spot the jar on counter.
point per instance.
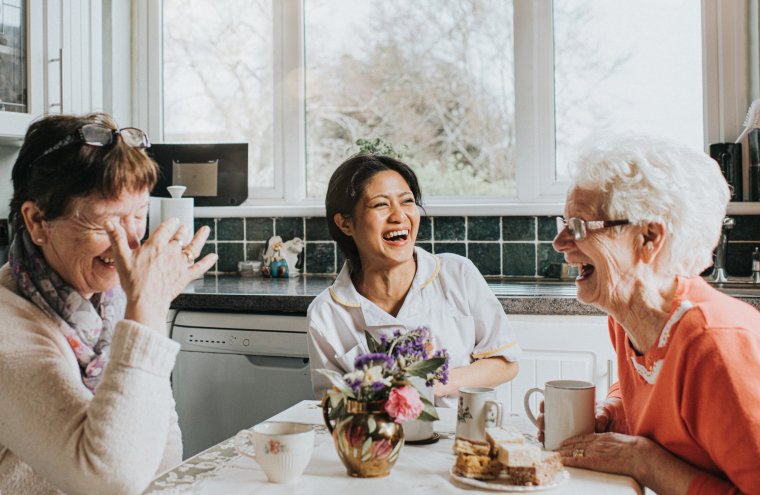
(249, 268)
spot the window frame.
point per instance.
(727, 81)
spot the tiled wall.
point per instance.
(499, 246)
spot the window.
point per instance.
(433, 78)
(13, 82)
(485, 98)
(218, 77)
(610, 75)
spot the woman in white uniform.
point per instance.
(373, 213)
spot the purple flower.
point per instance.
(373, 359)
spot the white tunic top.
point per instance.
(448, 295)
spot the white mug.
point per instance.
(283, 450)
(478, 409)
(416, 430)
(568, 410)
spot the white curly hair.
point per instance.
(647, 179)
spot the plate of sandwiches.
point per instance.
(506, 462)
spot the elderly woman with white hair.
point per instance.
(641, 221)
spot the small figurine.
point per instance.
(282, 259)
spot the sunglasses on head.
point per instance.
(100, 135)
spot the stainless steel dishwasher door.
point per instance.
(234, 371)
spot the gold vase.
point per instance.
(367, 439)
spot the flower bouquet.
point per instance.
(369, 404)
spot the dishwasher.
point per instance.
(235, 370)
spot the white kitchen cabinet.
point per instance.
(13, 124)
(559, 347)
(64, 55)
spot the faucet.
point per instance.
(719, 274)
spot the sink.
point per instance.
(739, 286)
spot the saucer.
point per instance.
(424, 441)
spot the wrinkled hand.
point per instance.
(153, 274)
(607, 452)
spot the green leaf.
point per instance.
(423, 368)
(338, 382)
(372, 344)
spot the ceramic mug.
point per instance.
(283, 450)
(478, 409)
(416, 430)
(568, 410)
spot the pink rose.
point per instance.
(404, 404)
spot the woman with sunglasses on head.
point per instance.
(85, 401)
(642, 218)
(373, 214)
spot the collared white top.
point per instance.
(448, 295)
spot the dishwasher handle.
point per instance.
(295, 363)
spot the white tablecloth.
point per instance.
(423, 469)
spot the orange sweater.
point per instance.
(696, 392)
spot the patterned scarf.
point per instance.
(87, 324)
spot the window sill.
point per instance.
(461, 209)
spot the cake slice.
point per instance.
(462, 446)
(503, 434)
(481, 467)
(518, 454)
(543, 473)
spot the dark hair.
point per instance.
(346, 188)
(76, 170)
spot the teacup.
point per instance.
(283, 450)
(478, 409)
(568, 410)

■ WHAT THIS TASK INVOLVES ■
Check each line of the data above for the word "woman" and copy the ones where it is found.

■ RESULT FOR THIS EXERCISE ■
spot the woman in white uniform.
spot the elderly woman with white hair.
spot the woman with sunglasses on head.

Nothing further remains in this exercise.